I know of two ways :
use "Union" operation to append to the lookup RDD and persist it after each union.
save the state in a file or database and load it in the start of each batch.
My question is from the performance perspective which one is better ? Also, is there a better way to do this?
You should really be using mapWithState(spec: StateSpec[K, V, StateType, MappedType]) as follows:
import org.apache.spark.streaming.{ StreamingContext, Seconds }
val ssc = new StreamingContext(sc, batchDuration = Seconds(5))
// checkpointing is mandatory
ssc.checkpoint("_checkpoints")
val rdd = sc.parallelize(0 to 9).map(n => (n, n % 2 toString))
import org.apache.spark.streaming.dstream.ConstantInputDStream
val sessions = new ConstantInputDStream(ssc, rdd)

▶ _Dataset extract_:
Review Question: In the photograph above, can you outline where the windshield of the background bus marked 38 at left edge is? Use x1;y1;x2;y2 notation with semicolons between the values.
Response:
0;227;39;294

▶ _Problem to work on_:
Copy word for word the part of the Spark Streaming thread between "save the state" and "n % 2 toString))", inclusive.

▶ _Written answer_:
save the state in a file or database and load it in the start of each batch.
My question is from the performance perspective which one is better ? Also, is there a better way to do this?
You should really be using mapWithState(spec: StateSpec[K, V, StateType, MappedType]) as follows:
import org.apache.spark.streaming.{ StreamingContext, Seconds }
val ssc = new StreamingContext(sc, batchDuration = Seconds(5))
// checkpointing is mandatory
ssc.checkpoint("_checkpoints")
val rdd = sc.parallelize(0 to 9).map(n => (n, n % 2 toString))